* _TASK INSTRUCTIONS_:
a – In the essay summary, what three topics did Glendon's comparative study cover?
b – Rewrite the stretch of the essay summary from "This essay argues" through "relationships among them.", swapping "twenty-five" for "thirty".

* _TEXT SEGMENT_:
## BEGIN

A central claim Glendon made in both books is that the U.S. legal tradition is “libertarian,” views individuals as “lone rights bearers,” and exalts the “right to be let alone,” while European conceptions of the person are “dignitarian,” envision the rights-bearer as situated in family and community relationships, and support a more communitarian and generous model of social provision and of social responsibility to address dependency.
This essay argues that, to some extent, these two allegedly distinct traditions have merged in the more than twenty-five years since Glendon wrote her comparative study. Thus, certain trends in U.S. law regulating abortion and divorce (and marriage) seem at odds with the notion of a law that prizes adult liberty over responsibility and consonant with a more communitarian conception of social relationships, while certain trends in European law seem more individualistic and liberalizing and less communitarian. The dramatic changes in family law and social welfare law in the United States as well as in Europe (particularly in France, a country Glendon emphasized) make it a propitious time to look again at Glendon’s three topics -- abortion, divorce, and dependency -- and the relationships among them.
Our essay illuminates how gender is a salient feature of all three topics, since women, not men, make the abortion decision, women, in the U.S. and France, initiate the majority of divorces, and women, more than men, shoulder caregiving responsibilities. The essay briefly addresses three issues that Glendon did not foresee or anticipate in her earlier work: (1) the role of financial insecurity in deterring marriage and contributing to a growing “marriage gap” between rich and poor and the separation of marriage from parenthood; (2) the opening up of civil marriage, in some European nations and in several states within the U.S. to same-sex couples and, parallel to this, the creation of new legal forms parallel to civil marriage (some also open to opposite-sex couples); and (3) elder care and prolonged parental care for young adults as increasingly visible issues of dependency and intergenerational solidarity.

## END

* _SUPPLIED ENTRIES_:
## BEGIN

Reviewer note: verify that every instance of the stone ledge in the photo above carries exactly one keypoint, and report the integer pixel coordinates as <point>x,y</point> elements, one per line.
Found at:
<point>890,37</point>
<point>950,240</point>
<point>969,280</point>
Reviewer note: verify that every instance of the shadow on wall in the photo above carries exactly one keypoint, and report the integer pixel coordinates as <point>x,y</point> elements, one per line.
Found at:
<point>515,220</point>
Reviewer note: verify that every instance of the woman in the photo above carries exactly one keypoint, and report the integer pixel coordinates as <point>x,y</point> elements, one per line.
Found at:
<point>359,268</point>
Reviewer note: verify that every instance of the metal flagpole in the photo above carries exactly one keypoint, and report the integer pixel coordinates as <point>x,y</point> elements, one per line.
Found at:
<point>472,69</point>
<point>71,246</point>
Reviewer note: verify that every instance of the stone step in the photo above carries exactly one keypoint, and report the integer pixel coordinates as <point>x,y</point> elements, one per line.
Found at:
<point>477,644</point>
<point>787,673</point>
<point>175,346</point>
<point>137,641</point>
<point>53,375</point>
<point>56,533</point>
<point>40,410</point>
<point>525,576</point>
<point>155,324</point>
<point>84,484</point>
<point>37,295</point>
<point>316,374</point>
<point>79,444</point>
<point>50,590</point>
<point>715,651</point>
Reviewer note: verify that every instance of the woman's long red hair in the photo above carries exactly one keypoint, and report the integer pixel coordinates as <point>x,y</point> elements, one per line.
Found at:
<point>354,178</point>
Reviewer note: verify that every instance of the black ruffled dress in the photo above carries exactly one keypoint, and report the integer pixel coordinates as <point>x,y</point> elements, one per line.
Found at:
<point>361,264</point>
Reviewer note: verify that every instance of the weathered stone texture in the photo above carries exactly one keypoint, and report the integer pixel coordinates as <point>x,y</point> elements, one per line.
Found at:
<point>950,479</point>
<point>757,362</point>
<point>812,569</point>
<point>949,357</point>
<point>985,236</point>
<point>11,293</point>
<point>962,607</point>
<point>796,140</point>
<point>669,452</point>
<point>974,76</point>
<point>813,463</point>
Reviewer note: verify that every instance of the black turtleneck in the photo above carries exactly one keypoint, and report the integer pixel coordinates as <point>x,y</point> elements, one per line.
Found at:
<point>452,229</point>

## END

* _REPLIES_:
a – Abortion, divorce, and dependency.

b –
This essay argues that, to some extent, these two allegedly distinct traditions have merged in the more than thirty years since Glendon wrote her comparative study. Thus, certain trends in U.S. law regulating abortion and divorce (and marriage) seem at odds with the notion of a law that prizes adult liberty over responsibility and consonant with a more communitarian conception of social relationships, while certain trends in European law seem more individualistic and liberalizing and less communitarian. The dramatic changes in family law and social welfare law in the United States as well as in Europe (particularly in France, a country Glendon emphasized) make it a propitious time to look again at Glendon’s three topics -- abortion, divorce, and dependency -- and the relationships among them.